● **DIRECTIONS**
Count the lines in the data below that include the word "flower", then state the total and nothing besides.

● **DATA SECTION**
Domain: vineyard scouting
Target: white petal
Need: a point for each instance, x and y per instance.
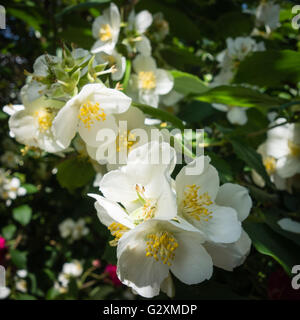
(231, 255)
(65, 124)
(109, 211)
(144, 46)
(290, 225)
(192, 264)
(143, 20)
(223, 227)
(133, 265)
(143, 63)
(164, 81)
(236, 197)
(89, 135)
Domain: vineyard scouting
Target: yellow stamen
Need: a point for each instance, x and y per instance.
(44, 119)
(125, 141)
(161, 246)
(270, 165)
(105, 33)
(117, 230)
(294, 149)
(89, 113)
(194, 205)
(147, 80)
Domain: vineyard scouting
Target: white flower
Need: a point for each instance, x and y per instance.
(106, 30)
(235, 115)
(147, 254)
(267, 14)
(33, 125)
(73, 230)
(88, 112)
(149, 82)
(10, 109)
(73, 268)
(289, 225)
(70, 270)
(4, 293)
(113, 59)
(127, 137)
(143, 189)
(10, 159)
(230, 255)
(197, 203)
(137, 26)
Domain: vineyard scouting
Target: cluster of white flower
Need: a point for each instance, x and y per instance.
(70, 270)
(162, 226)
(10, 187)
(229, 59)
(281, 155)
(73, 230)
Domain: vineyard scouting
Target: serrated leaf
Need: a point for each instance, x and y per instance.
(19, 258)
(251, 158)
(187, 83)
(22, 214)
(268, 242)
(74, 173)
(270, 68)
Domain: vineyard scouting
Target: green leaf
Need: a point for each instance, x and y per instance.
(251, 157)
(81, 6)
(187, 83)
(240, 97)
(19, 258)
(270, 68)
(234, 24)
(272, 219)
(74, 173)
(33, 21)
(268, 242)
(110, 254)
(22, 214)
(24, 296)
(8, 231)
(160, 114)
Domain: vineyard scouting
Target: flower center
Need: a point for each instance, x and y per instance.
(125, 141)
(147, 80)
(294, 149)
(44, 119)
(161, 246)
(148, 209)
(117, 230)
(105, 32)
(194, 205)
(89, 113)
(270, 165)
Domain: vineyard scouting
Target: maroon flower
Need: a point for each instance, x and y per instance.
(112, 272)
(3, 251)
(280, 287)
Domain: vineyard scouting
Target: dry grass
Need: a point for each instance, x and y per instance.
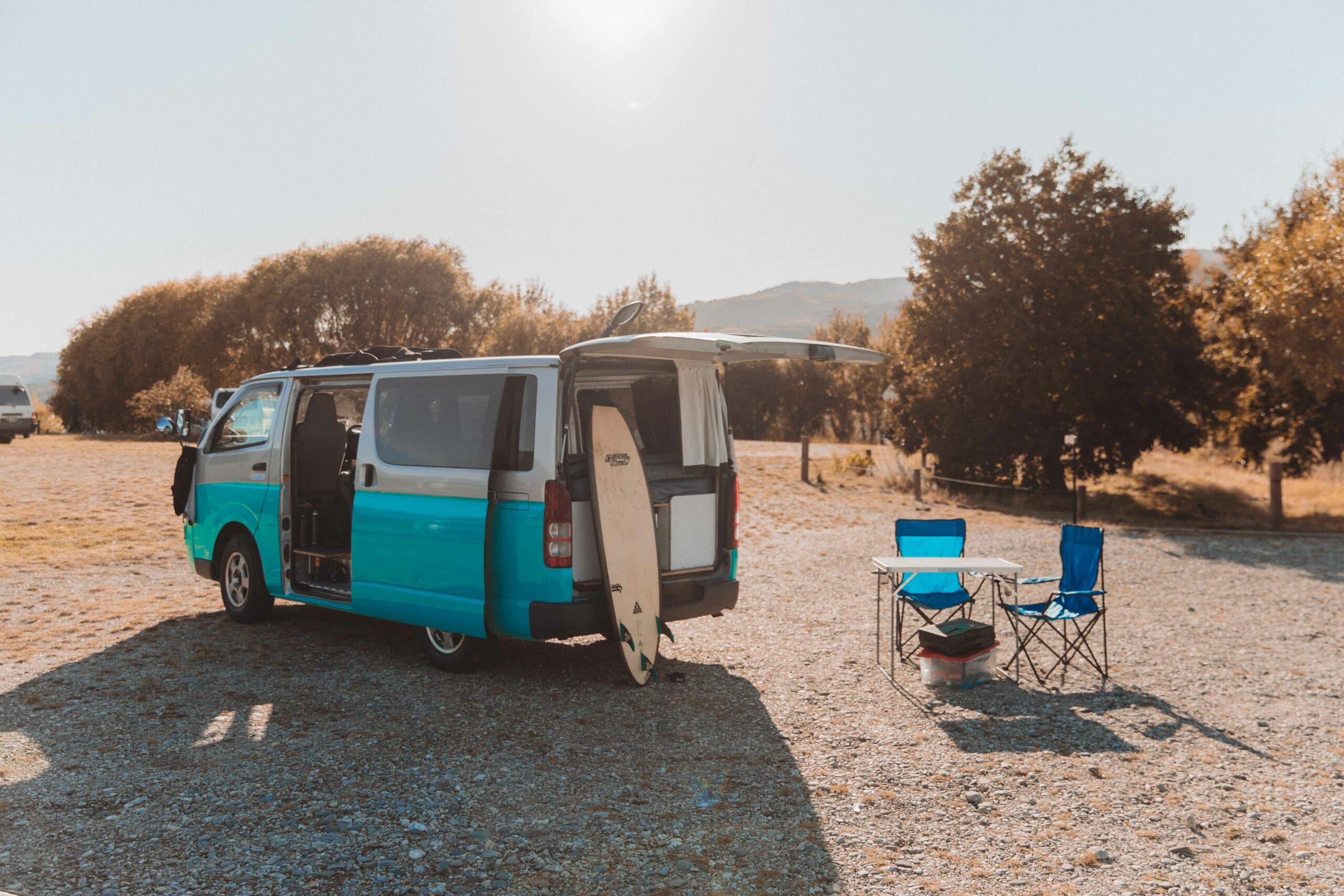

● **OUTPUT**
4